**Goals:**
1. Transcribe the excerpt about the hearsay testimony at the Meadow trial, starting with "Even before the" and going on through "back to him.".
2. Pick up the excerpt about the hearsay testimony at the Meadow trial after its last sentence and write the next part.

**Source excerpt:**
╔══
Even before the trial started, Meadow’s lawyer moved to preclude the hearsay testimony.

The prosecution argued that the evidence should be allowed because it would “provide the jury with background information regarding the strife-ridden relationship between defendant and the victim,” the Fourth Department wrote in the decision.

Aloi held a hearing on a defense motion to keep out the testimony, but it was denied.

Colleen Meadow’s aunt testified that she told her in 1979 that Ronald Meadow handcuffed her to a chair and left her there for a little while because he didn’t want her to go or do something.

Colleen Meadow’s sister testified that she also heard Colleen say that Ronald Meadow had handcuffed her. She also said Colleen Meadow told her that Ronald Meadow had beaten her and threatened to kill her if she didn’t come back to him.

And a friend of Colleen Meadow testified that Ronald Meadow told her that Ronald Meadow had threatened to kill her.

The defense repeatedly objected to the testimony on hearsay grounds, and others, but the court overruled the objections.

Each time he overruled the objections, Aloi told the jury the “evidence was not offered and it is not allowed by this Court and must not be considered for the purpose of proving that the defendant, Ron Meadow, had the propensity or predisposition to commit the crimes charged in this case.”

The defense counsel asked Aloi to instruct the jury that the statements should not be considered for the truth, but the prosecution opposed the request, and the court denied it.
╚══
**Items:**
╔══
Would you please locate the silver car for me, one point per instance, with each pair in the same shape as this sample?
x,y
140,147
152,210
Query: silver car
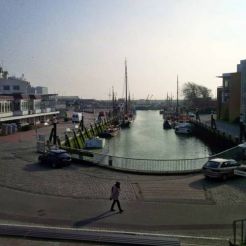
x,y
220,168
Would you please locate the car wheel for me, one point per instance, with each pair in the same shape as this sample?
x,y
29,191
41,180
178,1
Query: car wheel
x,y
224,177
53,165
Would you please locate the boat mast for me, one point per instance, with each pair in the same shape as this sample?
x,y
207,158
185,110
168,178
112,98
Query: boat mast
x,y
126,106
177,106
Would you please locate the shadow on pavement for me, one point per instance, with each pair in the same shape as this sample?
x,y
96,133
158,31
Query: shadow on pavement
x,y
212,183
85,222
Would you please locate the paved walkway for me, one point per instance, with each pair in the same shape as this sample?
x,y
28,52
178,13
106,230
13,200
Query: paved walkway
x,y
78,196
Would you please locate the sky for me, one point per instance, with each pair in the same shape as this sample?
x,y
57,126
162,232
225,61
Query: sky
x,y
78,47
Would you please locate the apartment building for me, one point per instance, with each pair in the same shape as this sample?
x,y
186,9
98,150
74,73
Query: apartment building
x,y
228,97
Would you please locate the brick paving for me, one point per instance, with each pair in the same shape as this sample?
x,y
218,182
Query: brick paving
x,y
186,204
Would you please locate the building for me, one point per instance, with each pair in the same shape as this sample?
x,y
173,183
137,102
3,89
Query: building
x,y
228,97
40,90
22,104
241,68
11,85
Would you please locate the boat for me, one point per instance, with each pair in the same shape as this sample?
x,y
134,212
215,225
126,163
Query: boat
x,y
183,128
95,143
167,125
110,132
125,121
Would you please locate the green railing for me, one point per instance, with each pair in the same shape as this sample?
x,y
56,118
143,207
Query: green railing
x,y
102,158
239,232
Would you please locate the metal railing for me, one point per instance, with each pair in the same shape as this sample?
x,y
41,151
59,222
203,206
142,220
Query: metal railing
x,y
239,232
150,165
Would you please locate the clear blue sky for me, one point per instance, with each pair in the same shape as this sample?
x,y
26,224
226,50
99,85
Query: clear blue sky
x,y
78,47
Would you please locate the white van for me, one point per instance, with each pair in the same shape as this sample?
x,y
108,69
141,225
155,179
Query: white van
x,y
76,117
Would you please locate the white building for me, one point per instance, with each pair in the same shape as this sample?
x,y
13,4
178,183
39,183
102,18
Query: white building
x,y
14,85
242,69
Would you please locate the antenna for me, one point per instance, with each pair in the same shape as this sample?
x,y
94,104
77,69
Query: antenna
x,y
177,109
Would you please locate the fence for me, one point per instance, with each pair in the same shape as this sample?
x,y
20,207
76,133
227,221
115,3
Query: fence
x,y
152,165
239,232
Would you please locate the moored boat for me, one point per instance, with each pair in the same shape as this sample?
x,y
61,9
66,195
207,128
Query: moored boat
x,y
95,143
183,128
167,125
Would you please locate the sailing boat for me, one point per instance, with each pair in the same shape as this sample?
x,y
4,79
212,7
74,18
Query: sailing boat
x,y
125,122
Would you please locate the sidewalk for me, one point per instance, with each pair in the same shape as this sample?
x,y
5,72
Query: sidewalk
x,y
78,196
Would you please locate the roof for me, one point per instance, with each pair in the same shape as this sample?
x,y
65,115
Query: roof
x,y
34,96
221,160
6,97
20,96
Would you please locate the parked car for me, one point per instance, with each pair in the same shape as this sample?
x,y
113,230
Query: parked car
x,y
219,168
55,158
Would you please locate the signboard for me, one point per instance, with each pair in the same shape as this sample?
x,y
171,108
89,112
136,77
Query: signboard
x,y
41,143
240,173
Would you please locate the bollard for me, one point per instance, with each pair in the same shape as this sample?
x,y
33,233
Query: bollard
x,y
110,161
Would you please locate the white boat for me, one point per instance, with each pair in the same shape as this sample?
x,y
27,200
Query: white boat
x,y
95,143
183,128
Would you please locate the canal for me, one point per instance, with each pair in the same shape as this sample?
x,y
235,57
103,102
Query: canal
x,y
146,139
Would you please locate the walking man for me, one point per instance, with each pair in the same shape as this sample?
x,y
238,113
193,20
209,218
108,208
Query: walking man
x,y
115,192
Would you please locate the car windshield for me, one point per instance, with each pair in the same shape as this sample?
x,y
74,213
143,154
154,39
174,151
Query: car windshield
x,y
212,164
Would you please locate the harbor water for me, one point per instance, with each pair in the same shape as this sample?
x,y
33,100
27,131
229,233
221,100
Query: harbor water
x,y
146,139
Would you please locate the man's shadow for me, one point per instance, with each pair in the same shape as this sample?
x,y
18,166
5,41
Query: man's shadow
x,y
104,215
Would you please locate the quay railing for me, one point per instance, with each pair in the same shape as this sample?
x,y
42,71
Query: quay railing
x,y
150,165
157,166
239,232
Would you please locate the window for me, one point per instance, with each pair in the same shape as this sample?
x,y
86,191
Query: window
x,y
6,87
16,87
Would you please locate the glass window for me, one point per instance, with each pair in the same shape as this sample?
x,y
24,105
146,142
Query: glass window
x,y
16,87
213,164
6,87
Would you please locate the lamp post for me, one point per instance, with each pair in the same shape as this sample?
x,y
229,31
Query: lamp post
x,y
55,130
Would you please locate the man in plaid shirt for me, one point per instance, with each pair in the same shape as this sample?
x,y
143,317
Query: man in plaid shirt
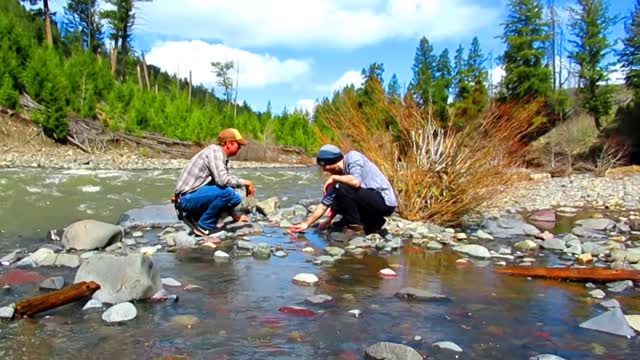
x,y
205,188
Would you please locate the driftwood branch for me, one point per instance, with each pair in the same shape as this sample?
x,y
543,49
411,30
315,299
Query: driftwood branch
x,y
52,300
573,274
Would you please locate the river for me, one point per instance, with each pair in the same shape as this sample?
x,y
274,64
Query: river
x,y
236,316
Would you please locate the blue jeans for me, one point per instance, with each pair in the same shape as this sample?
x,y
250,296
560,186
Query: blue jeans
x,y
208,203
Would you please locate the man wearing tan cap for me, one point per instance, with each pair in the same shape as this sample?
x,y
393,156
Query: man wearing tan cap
x,y
206,189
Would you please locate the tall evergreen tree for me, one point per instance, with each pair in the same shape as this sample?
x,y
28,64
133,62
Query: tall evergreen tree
x,y
525,33
630,53
589,25
82,16
442,84
423,75
477,78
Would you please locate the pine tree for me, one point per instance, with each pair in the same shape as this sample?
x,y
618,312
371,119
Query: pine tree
x,y
630,53
423,69
525,33
393,88
589,25
82,16
477,78
441,86
9,97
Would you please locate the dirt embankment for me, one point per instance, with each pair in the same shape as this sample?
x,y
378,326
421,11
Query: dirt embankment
x,y
22,144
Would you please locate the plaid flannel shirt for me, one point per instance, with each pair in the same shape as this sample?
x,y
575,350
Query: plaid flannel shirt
x,y
208,167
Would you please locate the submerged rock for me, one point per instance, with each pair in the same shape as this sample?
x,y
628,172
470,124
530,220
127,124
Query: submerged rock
x,y
91,234
391,351
121,277
612,322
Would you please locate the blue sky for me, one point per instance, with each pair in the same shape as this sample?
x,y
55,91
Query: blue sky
x,y
293,52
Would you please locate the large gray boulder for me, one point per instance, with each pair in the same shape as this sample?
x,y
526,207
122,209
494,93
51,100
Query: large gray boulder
x,y
90,234
121,277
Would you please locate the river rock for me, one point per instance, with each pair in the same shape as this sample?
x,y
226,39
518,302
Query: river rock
x,y
6,312
525,246
121,277
391,351
149,216
319,299
305,279
269,206
35,259
121,312
53,283
474,250
91,234
612,322
448,345
410,293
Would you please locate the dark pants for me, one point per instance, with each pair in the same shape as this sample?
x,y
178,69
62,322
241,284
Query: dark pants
x,y
361,206
208,203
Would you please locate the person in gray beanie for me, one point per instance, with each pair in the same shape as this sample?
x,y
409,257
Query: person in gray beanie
x,y
356,189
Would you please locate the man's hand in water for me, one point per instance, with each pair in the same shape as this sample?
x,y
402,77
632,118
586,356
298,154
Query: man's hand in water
x,y
298,228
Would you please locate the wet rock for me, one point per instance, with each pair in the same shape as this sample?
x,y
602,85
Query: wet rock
x,y
610,304
448,345
121,277
91,234
525,246
554,244
261,252
149,216
35,259
92,304
612,322
10,258
474,250
319,299
53,283
619,286
170,282
597,293
119,313
546,357
280,253
6,312
334,251
269,206
410,293
305,279
634,321
296,310
391,351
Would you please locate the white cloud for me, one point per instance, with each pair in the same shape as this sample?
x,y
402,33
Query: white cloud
x,y
313,23
306,104
351,77
256,70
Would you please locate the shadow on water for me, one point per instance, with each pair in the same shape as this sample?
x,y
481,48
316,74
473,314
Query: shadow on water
x,y
235,313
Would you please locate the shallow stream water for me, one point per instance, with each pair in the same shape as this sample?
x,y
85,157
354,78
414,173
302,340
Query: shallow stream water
x,y
235,315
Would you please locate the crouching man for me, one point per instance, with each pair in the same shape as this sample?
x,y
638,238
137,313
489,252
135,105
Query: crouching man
x,y
205,189
357,190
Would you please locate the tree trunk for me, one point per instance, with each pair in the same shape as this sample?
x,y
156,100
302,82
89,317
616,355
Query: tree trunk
x,y
47,22
52,300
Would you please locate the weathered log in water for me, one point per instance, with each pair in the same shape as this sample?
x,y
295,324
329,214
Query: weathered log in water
x,y
572,274
52,300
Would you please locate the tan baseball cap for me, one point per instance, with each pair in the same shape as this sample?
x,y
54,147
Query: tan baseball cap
x,y
232,134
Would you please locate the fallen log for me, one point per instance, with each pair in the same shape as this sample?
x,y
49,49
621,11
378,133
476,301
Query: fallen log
x,y
572,274
52,300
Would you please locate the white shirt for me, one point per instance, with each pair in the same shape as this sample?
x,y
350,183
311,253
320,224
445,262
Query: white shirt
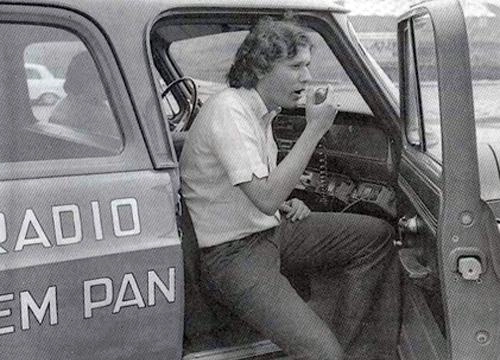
x,y
228,143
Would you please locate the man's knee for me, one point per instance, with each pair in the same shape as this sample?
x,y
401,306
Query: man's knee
x,y
382,233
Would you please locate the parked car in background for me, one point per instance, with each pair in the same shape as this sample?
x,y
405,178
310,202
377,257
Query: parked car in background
x,y
44,88
98,260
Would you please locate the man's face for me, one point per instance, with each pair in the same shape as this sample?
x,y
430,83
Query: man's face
x,y
285,84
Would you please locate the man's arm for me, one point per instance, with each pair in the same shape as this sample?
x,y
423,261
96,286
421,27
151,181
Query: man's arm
x,y
269,193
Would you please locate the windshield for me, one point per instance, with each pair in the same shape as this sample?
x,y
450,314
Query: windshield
x,y
375,22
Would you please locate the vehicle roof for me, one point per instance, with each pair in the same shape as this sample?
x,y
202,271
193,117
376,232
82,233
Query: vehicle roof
x,y
125,9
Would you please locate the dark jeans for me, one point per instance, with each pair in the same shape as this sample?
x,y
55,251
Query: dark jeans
x,y
247,276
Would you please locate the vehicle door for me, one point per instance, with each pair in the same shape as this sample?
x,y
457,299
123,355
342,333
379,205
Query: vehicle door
x,y
451,241
90,258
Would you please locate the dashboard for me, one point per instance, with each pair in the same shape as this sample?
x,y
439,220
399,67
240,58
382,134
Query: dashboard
x,y
349,171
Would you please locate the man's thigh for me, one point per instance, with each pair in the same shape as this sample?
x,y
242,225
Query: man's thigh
x,y
245,276
330,240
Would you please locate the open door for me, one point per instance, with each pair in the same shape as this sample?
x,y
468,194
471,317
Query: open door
x,y
450,251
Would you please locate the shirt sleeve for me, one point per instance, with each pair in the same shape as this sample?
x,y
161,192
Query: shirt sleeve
x,y
236,142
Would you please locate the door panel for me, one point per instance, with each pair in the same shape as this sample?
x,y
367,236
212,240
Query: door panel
x,y
90,257
91,268
461,245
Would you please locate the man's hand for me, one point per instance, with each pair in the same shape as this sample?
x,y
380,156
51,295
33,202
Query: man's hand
x,y
320,116
295,209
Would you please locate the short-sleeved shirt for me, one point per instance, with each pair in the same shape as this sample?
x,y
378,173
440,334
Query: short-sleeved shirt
x,y
227,145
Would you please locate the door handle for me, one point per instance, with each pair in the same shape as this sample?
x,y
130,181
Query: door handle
x,y
409,258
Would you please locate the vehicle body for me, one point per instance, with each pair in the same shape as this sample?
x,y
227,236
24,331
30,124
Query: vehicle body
x,y
44,88
99,257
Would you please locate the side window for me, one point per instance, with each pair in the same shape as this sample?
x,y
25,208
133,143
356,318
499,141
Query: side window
x,y
218,49
423,55
52,98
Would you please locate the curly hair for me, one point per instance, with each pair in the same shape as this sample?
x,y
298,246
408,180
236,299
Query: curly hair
x,y
269,41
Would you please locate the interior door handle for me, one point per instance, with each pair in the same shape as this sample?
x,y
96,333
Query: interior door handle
x,y
411,264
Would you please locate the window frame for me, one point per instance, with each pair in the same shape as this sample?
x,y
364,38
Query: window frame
x,y
134,155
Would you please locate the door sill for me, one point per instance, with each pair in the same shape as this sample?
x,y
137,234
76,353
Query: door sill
x,y
249,351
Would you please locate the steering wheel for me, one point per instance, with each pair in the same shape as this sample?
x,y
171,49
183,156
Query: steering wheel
x,y
186,120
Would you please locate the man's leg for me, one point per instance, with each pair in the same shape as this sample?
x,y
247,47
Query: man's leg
x,y
245,276
359,249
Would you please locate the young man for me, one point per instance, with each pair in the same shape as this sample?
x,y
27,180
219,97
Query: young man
x,y
235,191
╚══
**Exercise answers:**
1.
Even before the trial started, Meadow’s lawyer moved to preclude the hearsay testimony.

The prosecution argued that the evidence should be allowed because it would “provide the jury with background information regarding the strife-ridden relationship between defendant and the victim,” the Fourth Department wrote in the decision.

Aloi held a hearing on a defense motion to keep out the testimony, but it was denied.

Colleen Meadow’s aunt testified that she told her in 1979 that Ronald Meadow handcuffed her to a chair and left her there for a little while because he didn’t want her to go or do something.

Colleen Meadow’s sister testified that she also heard Colleen say that Ronald Meadow had handcuffed her. She also said Colleen Meadow told her that Ronald Meadow had beaten her and threatened to kill her if she didn’t come back to him.

2.
The prosecution did not claim an exception to the hearsay rule applied. Instead, prosecutors claimed the statements are not hearsay because they were not offered for the truth.

“We reject that contention. In our view, the statements were offered to establish that defendant had, in fact, physically abused the victim and threatened to kill her,” the Fourth Department said in the decision.

Also, during his opening and closing statements, the prosecutor used the statements for the truth of the matters asserted.

The Fourth Department also pointed out that Aloi said in his instructions to the jury, that there was “evidence in this case that the defendant made certain alleged threats to kill his wife during the marriage and that he had restrained her by tying her or handcuffing her, and there has been other testimony as well regarding and describing the nature of the relationship during the marriage.”